**Data provided:**
+ + +

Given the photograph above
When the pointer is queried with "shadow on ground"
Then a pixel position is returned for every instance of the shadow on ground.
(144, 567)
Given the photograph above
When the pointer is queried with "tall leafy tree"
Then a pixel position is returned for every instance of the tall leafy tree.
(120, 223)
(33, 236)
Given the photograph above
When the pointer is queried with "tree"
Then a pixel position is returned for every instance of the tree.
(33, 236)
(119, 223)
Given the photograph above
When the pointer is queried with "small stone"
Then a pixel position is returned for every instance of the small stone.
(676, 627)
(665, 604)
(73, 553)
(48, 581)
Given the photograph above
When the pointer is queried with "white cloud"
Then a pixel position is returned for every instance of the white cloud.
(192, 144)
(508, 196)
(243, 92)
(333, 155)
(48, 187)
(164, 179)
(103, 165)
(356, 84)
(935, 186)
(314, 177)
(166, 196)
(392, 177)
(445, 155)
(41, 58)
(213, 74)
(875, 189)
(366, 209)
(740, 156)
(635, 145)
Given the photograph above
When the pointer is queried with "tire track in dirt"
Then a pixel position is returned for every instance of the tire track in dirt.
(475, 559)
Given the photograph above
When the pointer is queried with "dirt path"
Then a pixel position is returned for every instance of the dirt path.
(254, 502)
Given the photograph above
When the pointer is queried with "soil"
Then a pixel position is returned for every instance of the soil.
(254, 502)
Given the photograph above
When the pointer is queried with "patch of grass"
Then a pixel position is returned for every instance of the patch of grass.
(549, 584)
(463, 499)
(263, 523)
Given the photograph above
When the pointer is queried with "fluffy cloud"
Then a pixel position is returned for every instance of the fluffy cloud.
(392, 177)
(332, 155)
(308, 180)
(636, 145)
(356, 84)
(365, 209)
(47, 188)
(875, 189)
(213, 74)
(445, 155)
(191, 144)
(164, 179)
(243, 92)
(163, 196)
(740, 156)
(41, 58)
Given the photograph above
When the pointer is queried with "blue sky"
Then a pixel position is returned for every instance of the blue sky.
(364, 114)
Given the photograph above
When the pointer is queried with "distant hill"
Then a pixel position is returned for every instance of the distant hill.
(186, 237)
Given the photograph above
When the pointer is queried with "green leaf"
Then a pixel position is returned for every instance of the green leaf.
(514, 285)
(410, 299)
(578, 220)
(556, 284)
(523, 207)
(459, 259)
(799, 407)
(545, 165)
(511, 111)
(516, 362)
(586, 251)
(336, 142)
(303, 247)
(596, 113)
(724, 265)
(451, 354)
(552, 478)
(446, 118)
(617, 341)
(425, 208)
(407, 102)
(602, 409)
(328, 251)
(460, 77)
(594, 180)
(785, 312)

+ + +

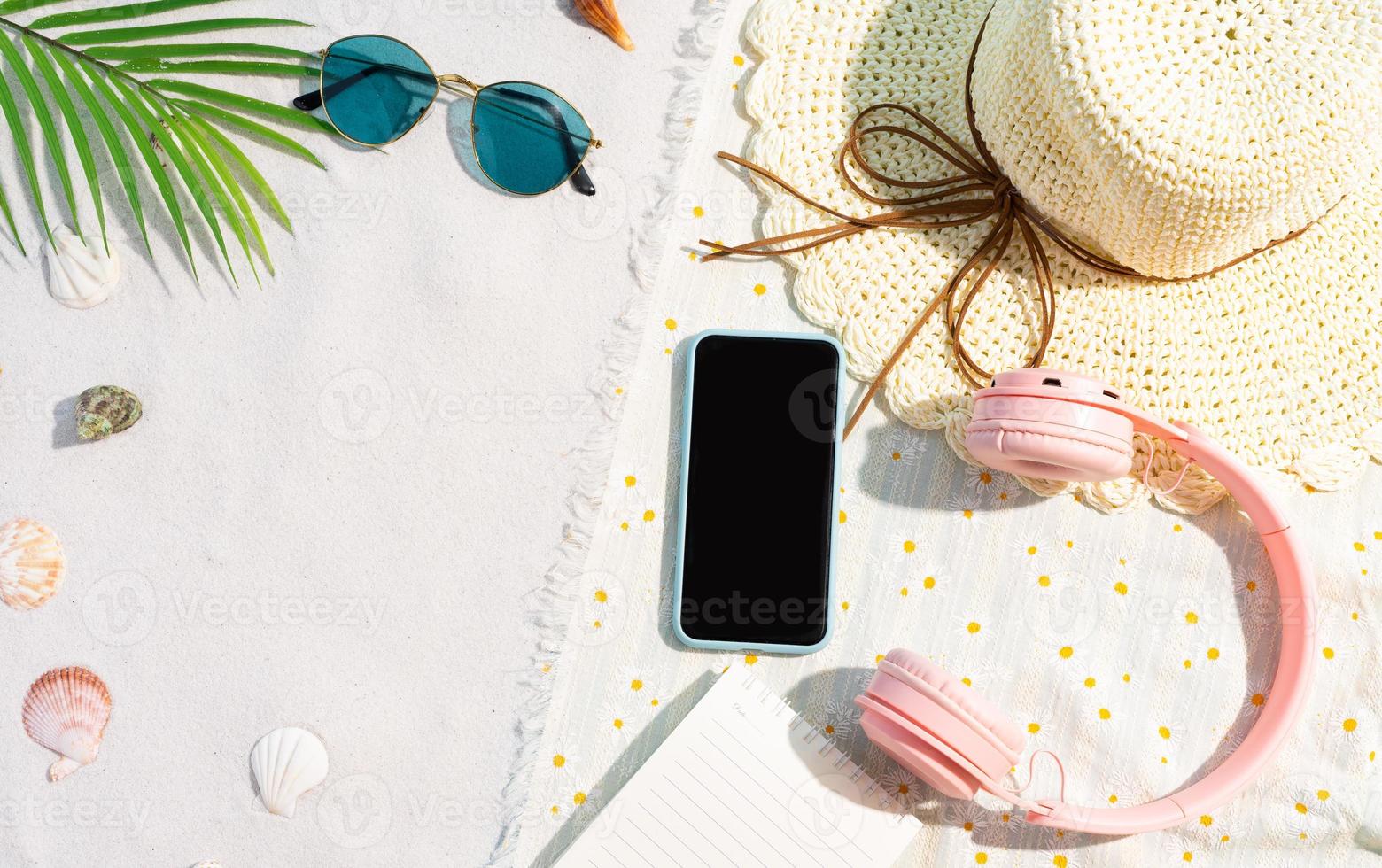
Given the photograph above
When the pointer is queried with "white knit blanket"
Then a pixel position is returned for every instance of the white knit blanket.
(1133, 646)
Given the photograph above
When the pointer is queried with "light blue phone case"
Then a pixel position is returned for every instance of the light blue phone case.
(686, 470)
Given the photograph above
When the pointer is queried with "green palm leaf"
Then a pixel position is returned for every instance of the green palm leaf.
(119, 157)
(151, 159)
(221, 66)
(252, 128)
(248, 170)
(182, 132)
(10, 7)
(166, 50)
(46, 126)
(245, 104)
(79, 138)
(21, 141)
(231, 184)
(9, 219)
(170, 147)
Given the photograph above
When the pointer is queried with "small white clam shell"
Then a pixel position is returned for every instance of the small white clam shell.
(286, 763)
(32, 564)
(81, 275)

+ + +

**What is required:**
From both blocks of items, extract every line that contains the word "phone".

**The answer:**
When the pointer is queried with "light blue phone case"
Then a pixel position is returned for every instance of the light blue phone case.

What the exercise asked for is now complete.